* _Problema breve 1_:
Escale todos los registros: reprodúzcalos completos, instrucciones incluidas, multiplicando por 1,55 cada coordenada de las respuestas y redondeando a números enteros, con las mitades hacia arriba.

-------- Selección

Sobre ello escribía también Javier Marías en su columna “Las amistades desaparecidas”.

“Uno puede no ir contra él, no atacarlo, no buscar perjudicarlo en atención al antiguo afecto, por una especie de lealtad hacia el pasado común, hacia lo que hubo y ya no hay. Lo que es casi imposible es que no lo borre de su existencia. Uno cancela todo contacto, pasa a hacer caso omiso de él, lo evita, y cabe que, si se lo cruza por la calle, mire hacia otro lado, finja no verlo y ni siquiera lo salude con el saludo más perezoso, un gesto de la cabeza”

Yo también finjo no ver y miro hacia otro lado. Llegado este punto, hay cosas que no tienen remedio. Todos conocemos a personas que no se saludan con la persona con la que compartieron lecho años, con la madre o el padre de sus hijos, con sus propios padres o hijos, con su amigo del alma. Y todos somos también alguna de esas personas para alguien.

Otro amigo me dijo hace poco que hay gente que, para recuperarse, necesita no mirar atrás, porque hacerlo, homenajear el pasado, es enfermizo. Le fui sincera, y le confesé que mi mente seguía divagando por ciertos pasajes del pasado, probablemente engrandecidos por el tiempo, maquillados por la mente, elevados a la categoría de experiencia vital suprema. Lérez, Pontevedra, Sanxenxo, Santiago, Lugo, Barcelona, Vigo, Ourense, A Coruña, Madrid, Praga, Zurich, Málaga, una casa. Y otra vez, el fundido a negro. 

Hay que alegrarse de la felicidad ajena, para ser feliz uno también

Mi amigo me lo repetía como un mantra: hay que querer a quien uno quiso tanto. Hay que alegrarse de la felicidad ajena, para ser feliz uno también. Pero la felicidad no es una constante y ahí están los recuerdos, en el otro lado, mordiendo en las horas bajas. Un mal día te verás repasando un álbum de unas vacaciones –estas cosas sólo se hacen en días malos-, escuchando una canción, aparcando el coche en un lugar en el que follabais, paseando por delante del colegio donde jugabais, riéndote sola al recordar el día que se pidió una copa sin pantalones o volvió con las gafas rotas, descubriendo su perfume en el baño. 

Esta es mi carta de amor a tres personas que no voy a olvidar. A tres historias que forman parte de mi vida, al igual que yo de la suya. A los que tanto quise y en cuyo recuerdo albergo ahora un inmenso cariño y gratitud. 

Pero también es una carta de amor a los que siguen en mi vida, a los que llegarán, a mis amigos y amigas (los mejores), a ti que sabes que no pudo ser pero será de otra manera, a mi pequeña familia. Con todo, si algo he aprendido, es que no quiero más muertos vivientes en mi vida. No me caben en el nicho.

----------------
-------- Datos de la tarea

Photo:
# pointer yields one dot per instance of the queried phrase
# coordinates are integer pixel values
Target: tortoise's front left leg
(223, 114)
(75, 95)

----------------

* _Problema breve 2_:
Devuelva, de forma literal, el fragmento del texto sobre las amistades perdidas que va desde "Mi amigo me" hasta "cariño y gratitud.".

* _Respuesta completa 1_:
Photo:
# pointer yields one dot per instance of the queried phrase
# coordinates are integer pixel values
Target: tortoise's front left leg
(346, 177)
(116, 147)

* _Respuesta completa 2_:
Mi amigo me lo repetía como un mantra: hay que querer a quien uno quiso tanto. Hay que alegrarse de la felicidad ajena, para ser feliz uno también. Pero la felicidad no es una constante y ahí están los recuerdos, en el otro lado, mordiendo en las horas bajas. Un mal día te verás repasando un álbum de unas vacaciones –estas cosas sólo se hacen en días malos-, escuchando una canción, aparcando el coche en un lugar en el que follabais, paseando por delante del colegio donde jugabais, riéndote sola al recordar el día que se pidió una copa sin pantalones o volvió con las gafas rotas, descubriendo su perfume en el baño. 

Esta es mi carta de amor a tres personas que no voy a olvidar. A tres historias que forman parte de mi vida, al igual que yo de la suya. A los que tanto quise y en cuyo recuerdo albergo ahora un inmenso cariño y gratitud.